GIVEN TASK A — Summarize the reflection on walking work in two sentences.
GIVEN TASK B — In the reflection on walking work, whose argument about space "opening up" and "closing down" for racialised groups does the second post draw on?
GIVEN TASK C — Please resume the reflection on walking work, picking up right after its final sentence.

SOURCE EXCERPT —
In this final post, I briefly reflect on my posts as kinds of stepping stones to think about walking methods and walking work, particularly in relation to race and gender. My first step drew inspiration from blogs and studies of waitressing. Not only did these reveal the lively embodied skills of waiting on tables, the ways in which it not just our feet which walk but also our bodies which sway, swing, swerve, and sashay and the hurt of shoes and how these help or hinder our movements, scrunching our feet, squeezing our toes, letting us get a grip, holding us down, pushing us up, but they showed how a poetics in writing can animate the different styles of walking and embodiment. The authors got me thinking about how walking carries on after it has stopped and so Rose stresses the toll wreaked on his mother’s body for years after she waited on her last table, and Probyn still bends her body today into a waitress shape. They also brought the relationality of walking to the fore, describing how walking is not an individual act.
My second post was about shepherding, a mode of walking work performed by the ethnic tour guides to chivvy and pace the tourists’ walking. This involved stopping as well as moving. Rather than shoes and feet, I thought about space. This was particularly important given that the tours take place in stigmatized, racialised and ethnicised spaces and places of southwestern Sydney, I reflected on how walking makes space and space makes walking. In particular, I was interested in Sara Ahmed’s argument that space ‘opens up’ and ‘closes down’, taking different forms for racialised groups, stopping or enabling movements, and impressing and shaping bodies as they take the shapes of the spaces they occupy. Ahmed calls for us to think about the ‘historical racial scheme’ below embodied reality: thus,
‘white bodies are comfortable as they inhabit spaces that extend their shape… In other words, whiteness may function as a form of public comfort by allowing bodies to extend into spaces that have already taken their shape (2006: 158).
Finally, in the third stepping stone, I drew on ethnomethodological studies which illuminate how walking is ‘not all of a kind’. The focus becomes walking as the socially organised achievement of strangers and friends including for instance the socially organized achievement of not bumping into children, dogs, bikes, food stalls, shoppers Laurier et al 2016). In particular, I became alert to the ‘doing’ of walking with, walking together, and ‘togethering’. Laurier et al. remind us that walking is intentional and consequential and so we do things with our walking and our walking does things (2016: 117). Thus when the guides walk, they are setting the pace, directing us to food businesses, making space, doing ‘togethering’; when the tourists walk, they meander down shop aisles, queue to buy their spoils, pause to stare at strange foods, sneak a peak down an alley, run to catch up.

RECORD EXTRACTS —
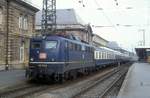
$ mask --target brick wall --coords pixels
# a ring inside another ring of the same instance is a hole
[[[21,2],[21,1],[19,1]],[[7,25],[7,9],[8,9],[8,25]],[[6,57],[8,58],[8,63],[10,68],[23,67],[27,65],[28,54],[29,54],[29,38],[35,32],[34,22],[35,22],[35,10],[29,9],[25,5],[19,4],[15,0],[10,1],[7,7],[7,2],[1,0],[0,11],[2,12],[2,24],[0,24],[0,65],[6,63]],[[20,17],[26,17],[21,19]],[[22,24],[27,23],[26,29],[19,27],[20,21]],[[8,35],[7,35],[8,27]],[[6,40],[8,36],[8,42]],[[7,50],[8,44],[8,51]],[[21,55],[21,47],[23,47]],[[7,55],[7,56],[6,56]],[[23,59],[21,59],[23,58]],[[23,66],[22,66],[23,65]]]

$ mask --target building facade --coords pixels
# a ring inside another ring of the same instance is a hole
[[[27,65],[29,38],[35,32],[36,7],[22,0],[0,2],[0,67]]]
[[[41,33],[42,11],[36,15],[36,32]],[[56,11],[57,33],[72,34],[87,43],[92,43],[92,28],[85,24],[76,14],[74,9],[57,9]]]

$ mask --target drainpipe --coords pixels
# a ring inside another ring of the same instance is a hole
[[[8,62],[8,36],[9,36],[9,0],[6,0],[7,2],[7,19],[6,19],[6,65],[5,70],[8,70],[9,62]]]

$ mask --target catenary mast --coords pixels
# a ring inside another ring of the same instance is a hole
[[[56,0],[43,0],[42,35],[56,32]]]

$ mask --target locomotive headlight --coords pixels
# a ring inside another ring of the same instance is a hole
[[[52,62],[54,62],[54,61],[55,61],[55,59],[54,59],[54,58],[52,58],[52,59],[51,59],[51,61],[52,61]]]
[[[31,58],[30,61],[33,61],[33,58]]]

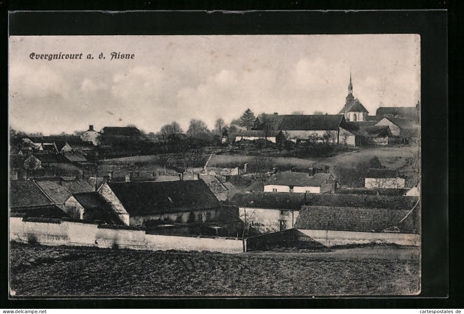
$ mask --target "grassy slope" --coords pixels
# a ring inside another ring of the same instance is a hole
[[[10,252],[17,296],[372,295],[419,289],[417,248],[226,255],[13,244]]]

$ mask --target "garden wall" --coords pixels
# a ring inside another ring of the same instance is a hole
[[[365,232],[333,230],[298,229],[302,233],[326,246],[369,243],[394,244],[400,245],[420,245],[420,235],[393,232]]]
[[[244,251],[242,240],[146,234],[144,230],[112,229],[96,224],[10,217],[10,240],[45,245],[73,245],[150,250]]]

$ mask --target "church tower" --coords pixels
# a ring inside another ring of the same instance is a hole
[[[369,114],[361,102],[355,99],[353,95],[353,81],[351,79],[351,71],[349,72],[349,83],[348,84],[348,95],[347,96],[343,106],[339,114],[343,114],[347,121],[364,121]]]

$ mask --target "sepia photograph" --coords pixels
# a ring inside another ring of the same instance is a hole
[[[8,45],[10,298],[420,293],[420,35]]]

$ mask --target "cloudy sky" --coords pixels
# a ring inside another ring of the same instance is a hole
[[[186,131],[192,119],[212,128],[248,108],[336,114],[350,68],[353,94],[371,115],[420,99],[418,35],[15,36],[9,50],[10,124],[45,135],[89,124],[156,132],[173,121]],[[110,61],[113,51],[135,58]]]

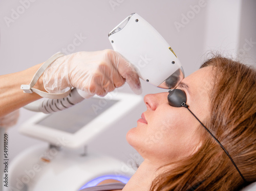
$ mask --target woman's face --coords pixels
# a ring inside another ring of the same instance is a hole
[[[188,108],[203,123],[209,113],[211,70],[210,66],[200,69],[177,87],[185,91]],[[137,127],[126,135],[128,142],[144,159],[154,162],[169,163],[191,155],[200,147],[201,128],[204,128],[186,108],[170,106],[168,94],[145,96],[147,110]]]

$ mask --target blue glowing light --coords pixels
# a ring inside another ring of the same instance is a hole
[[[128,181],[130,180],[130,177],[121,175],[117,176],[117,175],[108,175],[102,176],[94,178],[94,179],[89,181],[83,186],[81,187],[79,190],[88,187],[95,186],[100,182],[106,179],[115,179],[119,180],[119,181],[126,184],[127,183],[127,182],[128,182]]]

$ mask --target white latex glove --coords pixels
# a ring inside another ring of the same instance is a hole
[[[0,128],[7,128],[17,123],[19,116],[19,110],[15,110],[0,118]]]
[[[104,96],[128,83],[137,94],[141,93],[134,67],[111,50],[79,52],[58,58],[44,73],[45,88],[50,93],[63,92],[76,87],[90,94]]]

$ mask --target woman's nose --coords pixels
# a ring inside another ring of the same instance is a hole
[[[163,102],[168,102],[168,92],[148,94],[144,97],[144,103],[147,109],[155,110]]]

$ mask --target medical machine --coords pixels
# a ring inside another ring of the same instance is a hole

EXPECTED OUTPUT A — The author looks back on three posts as stepping stones for thinking about walking methods and walking work, especially in relation to race and gender. The posts drew on studies of waitressing, which showed walking's embodied skills, lasting toll and relationality; on the shepherding that ethnic tour guides do in racialised spaces of southwestern Sydney, read through Sara Ahmed's ideas about space; and on ethnomethodological studies of walking as a socially organized achievement of "togethering."

EXPECTED OUTPUT B — Sara Ahmed's.

EXPECTED OUTPUT C —
Ethnomethodological studies of walking, like the ethnographic studies of waitressing stress that walking is mediated by shoes and space. But to think through Ahmed means to try to understand how walking – and particularly walking on ethnic food tours – is mediated by histories, racialised impressions, racial schemas which produce and are produced by a world ‘as a space for action’ made white by colonialism and hence, ready for ‘certain kinds of bodies’.
Reflecting on these posts, leaves me with a number of questions about methods to ponder:
• How to study which parts of the body walk and what it means to walk, after Iris Marion Young, like a girl or a white waitress or a Chinese tour guide or a group of white tourists in marginalised space?
• How to research how walking with, and together and doing togethering produce white space?
• How to get at how spaces, bodies, and movement are shaped by history? How do we see or feel the history, and the history of impressions and how these ‘shape how bodies surface’ (Ahmed, 2004)? With whom do we walk, and why?
And this is where I have stopped. Jumping from stone to stone through my posts. I have enjoyed walking alongside other bloggers on the walking lab, reading their meanderings, stops and starts. Thank you to Stephanie and Sarah for enabling me to go for such a walk in such a fine neighbourhood.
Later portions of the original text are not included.